[Reading text]
● ● ● ● ●

It’s just human nature to raise your arms after you win a contest. I do it even when I win at Monopoly, even if I toss a wad of paper and it lands in the trash can. I can’t stop my arms from levitating over my head.
It seems to be hard-wired in our brains to lift our arms after a victory. I suppose over the course of human history, the Alpha Males with the balls to hold their hands overhead were notifying potential mates that they had the superior DNA, so thousands of years later, natural selection has programmed us all into posers.
In pro wrestling, the raised arm has become a post-match ritual, with the referee dutifully lifting the arm of the winner just in case he forgets to strike a cocky victory pose on his own.
But the innocent and perfectly natural victory pose takes on another meaning when the vanquished opponent is included in the scene — when the defeated man is shown helpless at the feet of the stronger man. The winner stands over his vanquished foe and celebrates, maybe with a boot planted on the beaten man’s chest.

● ● ● ● ●

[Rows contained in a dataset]
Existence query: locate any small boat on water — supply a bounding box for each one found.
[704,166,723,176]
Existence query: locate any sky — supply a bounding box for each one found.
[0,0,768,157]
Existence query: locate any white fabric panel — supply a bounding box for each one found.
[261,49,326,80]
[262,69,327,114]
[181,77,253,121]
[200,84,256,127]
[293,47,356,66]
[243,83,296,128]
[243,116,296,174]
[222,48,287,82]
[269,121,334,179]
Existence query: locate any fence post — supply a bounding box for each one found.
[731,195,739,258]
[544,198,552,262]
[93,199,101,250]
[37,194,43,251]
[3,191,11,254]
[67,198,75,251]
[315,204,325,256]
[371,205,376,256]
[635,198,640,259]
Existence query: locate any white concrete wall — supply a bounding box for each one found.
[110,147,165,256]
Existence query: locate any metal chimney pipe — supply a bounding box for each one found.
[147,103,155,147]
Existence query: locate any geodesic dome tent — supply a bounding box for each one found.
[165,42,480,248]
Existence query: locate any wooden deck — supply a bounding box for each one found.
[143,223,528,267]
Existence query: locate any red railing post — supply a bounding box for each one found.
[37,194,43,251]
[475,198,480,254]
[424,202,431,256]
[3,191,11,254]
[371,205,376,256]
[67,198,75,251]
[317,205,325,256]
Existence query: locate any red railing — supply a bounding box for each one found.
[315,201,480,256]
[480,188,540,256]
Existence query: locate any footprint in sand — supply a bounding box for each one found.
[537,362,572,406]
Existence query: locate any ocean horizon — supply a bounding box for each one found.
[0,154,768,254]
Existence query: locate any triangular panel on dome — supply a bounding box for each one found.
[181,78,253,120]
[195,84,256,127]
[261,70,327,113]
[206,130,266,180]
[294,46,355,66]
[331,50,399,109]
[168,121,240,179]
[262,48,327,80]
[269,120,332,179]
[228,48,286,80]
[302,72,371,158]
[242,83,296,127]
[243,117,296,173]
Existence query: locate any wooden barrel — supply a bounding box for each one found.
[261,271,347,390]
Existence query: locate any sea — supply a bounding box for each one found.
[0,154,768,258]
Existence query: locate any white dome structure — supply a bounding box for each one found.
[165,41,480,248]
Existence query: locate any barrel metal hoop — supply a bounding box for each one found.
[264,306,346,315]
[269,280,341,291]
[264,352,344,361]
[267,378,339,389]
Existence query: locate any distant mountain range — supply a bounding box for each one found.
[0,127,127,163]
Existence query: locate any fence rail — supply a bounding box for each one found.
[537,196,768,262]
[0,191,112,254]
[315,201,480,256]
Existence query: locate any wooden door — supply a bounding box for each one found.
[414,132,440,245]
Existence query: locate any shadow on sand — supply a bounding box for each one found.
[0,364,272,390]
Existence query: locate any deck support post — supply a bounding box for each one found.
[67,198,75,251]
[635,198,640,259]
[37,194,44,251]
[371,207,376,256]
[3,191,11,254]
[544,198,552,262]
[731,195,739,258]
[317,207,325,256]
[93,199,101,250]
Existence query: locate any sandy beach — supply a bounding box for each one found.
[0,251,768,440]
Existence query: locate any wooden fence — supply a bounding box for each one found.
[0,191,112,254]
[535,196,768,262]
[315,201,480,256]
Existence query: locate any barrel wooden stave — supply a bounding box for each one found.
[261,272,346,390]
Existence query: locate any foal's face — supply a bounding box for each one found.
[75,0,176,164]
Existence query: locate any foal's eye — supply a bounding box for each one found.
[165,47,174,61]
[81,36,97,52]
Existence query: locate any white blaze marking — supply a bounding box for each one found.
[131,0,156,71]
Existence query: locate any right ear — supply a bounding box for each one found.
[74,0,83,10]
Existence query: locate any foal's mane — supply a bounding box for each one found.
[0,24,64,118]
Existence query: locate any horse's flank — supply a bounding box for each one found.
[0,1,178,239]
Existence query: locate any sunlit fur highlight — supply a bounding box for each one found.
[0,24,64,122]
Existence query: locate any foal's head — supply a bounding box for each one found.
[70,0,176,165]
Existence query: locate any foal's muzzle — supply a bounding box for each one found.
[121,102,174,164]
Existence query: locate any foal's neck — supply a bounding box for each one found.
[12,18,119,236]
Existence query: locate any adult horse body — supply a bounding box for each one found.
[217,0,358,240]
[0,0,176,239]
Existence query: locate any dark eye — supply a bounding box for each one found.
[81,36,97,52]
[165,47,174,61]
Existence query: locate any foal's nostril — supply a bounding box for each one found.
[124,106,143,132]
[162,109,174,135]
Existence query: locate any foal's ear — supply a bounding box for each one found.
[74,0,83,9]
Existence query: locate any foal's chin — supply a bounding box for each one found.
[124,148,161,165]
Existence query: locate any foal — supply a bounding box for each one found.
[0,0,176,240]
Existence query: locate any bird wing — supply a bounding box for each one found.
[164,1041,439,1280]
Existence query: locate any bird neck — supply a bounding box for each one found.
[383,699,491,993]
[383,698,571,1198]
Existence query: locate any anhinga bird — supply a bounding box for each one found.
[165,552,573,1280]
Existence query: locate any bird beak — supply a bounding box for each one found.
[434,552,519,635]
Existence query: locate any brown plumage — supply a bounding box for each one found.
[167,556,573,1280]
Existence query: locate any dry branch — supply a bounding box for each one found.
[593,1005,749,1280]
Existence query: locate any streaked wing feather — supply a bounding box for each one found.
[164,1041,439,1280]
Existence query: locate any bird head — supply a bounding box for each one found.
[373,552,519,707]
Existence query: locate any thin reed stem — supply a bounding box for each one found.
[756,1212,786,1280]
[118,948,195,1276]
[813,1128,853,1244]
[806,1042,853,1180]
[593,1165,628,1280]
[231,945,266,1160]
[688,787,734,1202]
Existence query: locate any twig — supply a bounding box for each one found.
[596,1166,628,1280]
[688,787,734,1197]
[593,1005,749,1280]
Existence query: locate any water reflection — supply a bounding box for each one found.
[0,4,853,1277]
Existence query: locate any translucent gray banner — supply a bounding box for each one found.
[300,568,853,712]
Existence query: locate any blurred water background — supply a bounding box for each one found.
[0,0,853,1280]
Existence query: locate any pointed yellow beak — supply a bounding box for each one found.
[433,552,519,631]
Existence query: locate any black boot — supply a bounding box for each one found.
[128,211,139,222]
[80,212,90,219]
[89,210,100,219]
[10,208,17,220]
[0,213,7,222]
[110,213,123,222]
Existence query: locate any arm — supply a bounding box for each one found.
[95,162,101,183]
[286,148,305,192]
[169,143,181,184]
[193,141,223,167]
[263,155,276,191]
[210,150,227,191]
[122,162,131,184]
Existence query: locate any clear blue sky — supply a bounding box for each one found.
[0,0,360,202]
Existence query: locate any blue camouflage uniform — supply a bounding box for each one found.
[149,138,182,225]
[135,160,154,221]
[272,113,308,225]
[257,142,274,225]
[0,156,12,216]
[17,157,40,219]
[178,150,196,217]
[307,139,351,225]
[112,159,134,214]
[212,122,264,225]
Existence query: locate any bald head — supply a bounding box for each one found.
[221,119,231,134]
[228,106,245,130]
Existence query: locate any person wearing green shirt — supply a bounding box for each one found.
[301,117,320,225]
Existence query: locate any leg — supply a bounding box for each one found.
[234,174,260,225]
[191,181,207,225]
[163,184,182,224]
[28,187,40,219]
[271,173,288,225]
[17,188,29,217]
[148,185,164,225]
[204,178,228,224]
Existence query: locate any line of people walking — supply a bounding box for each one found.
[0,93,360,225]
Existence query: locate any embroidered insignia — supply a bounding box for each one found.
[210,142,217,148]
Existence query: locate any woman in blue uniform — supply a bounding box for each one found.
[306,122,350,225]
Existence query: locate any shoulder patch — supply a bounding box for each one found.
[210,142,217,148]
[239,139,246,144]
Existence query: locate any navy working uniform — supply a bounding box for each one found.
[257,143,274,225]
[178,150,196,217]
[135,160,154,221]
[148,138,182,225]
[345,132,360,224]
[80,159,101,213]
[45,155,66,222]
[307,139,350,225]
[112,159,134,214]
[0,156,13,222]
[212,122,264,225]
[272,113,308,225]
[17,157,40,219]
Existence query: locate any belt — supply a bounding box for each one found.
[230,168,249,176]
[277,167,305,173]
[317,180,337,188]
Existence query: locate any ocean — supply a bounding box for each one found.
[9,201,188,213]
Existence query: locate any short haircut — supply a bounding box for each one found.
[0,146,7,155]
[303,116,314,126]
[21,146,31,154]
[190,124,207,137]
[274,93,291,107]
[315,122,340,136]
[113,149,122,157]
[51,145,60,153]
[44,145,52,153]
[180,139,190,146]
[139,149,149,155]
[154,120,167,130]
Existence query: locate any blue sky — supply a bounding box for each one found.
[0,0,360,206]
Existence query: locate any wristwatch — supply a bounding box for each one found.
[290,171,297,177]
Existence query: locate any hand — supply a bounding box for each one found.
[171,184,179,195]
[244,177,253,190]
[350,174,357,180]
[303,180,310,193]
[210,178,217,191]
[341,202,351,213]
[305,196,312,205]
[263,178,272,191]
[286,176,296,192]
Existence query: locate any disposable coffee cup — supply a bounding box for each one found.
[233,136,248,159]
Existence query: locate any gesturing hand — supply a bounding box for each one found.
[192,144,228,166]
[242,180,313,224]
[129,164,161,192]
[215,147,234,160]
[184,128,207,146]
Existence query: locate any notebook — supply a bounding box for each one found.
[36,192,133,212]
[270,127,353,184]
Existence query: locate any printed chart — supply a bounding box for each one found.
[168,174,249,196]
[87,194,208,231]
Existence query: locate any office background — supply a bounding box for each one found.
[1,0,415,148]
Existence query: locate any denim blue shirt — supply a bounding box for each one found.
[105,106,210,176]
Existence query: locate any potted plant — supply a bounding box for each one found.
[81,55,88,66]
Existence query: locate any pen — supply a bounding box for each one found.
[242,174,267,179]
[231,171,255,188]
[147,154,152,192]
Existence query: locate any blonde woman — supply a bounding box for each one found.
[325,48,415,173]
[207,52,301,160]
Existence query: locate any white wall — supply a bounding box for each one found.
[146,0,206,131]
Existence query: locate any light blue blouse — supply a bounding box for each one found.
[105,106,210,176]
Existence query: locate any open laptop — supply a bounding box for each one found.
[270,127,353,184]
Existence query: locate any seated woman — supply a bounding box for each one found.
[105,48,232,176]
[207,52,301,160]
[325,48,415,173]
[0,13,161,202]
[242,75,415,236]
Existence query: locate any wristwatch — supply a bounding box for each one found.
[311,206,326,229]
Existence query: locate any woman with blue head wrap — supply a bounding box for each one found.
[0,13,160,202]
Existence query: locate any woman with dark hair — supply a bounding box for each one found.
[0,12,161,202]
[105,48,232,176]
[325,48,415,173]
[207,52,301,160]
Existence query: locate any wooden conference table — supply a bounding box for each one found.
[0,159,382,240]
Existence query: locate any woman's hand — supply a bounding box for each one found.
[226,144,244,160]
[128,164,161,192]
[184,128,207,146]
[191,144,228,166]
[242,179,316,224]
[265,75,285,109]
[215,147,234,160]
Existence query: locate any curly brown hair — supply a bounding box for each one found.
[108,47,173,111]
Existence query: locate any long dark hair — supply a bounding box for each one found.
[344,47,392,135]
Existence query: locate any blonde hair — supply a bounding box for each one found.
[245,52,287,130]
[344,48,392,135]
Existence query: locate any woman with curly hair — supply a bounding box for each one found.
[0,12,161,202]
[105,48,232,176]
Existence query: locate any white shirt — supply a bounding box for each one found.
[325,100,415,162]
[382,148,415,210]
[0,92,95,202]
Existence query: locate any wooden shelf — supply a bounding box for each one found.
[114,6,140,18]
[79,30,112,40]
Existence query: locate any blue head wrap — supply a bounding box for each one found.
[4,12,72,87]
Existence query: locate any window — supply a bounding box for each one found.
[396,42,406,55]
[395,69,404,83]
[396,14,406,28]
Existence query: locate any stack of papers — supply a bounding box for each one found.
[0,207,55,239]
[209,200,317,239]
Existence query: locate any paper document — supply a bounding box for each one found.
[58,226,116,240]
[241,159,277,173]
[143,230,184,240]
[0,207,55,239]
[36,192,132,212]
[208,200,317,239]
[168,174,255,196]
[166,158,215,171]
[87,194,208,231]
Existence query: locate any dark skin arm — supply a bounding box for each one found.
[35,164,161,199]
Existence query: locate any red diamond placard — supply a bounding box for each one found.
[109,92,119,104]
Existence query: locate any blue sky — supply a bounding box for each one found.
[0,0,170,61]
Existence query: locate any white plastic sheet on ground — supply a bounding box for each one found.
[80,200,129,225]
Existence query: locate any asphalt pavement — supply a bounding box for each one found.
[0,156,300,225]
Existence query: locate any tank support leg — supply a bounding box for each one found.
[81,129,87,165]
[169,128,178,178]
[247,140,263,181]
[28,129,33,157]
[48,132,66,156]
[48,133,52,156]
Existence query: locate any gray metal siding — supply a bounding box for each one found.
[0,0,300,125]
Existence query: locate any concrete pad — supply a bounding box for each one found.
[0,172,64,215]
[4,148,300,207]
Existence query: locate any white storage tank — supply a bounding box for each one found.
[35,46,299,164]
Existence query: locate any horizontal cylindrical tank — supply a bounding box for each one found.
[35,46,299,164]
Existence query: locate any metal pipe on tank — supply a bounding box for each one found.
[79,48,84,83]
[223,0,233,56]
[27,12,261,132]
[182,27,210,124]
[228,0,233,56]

● ● ● ● ●

[Tasks and exercises]
(a) List each phrase in the text on victory poses that refers to the loser of a contest.
(b) In the text on victory poses, who lifts the winner's arm after a pro wrestling match?
(c) Copy out the portion of the text on victory poses that opens with the words containing "In pro wrestling, the" and closes with "beaten man’s chest.".

[Problem solutions]
(a)
the vanquished opponent
the defeated man
his vanquished foe
the beaten man

(b) The referee.

(c)
In pro wrestling, the raised arm has become a post-match ritual, with the referee dutifully lifting the arm of the winner just in case he forgets to strike a cocky victory pose on his own.
But the innocent and perfectly natural victory pose takes on another meaning when the vanquished opponent is included in the scene — when the defeated man is shown helpless at the feet of the stronger man. The winner stands over his vanquished foe and celebrates, maybe with a boot planted on the beaten man’s chest.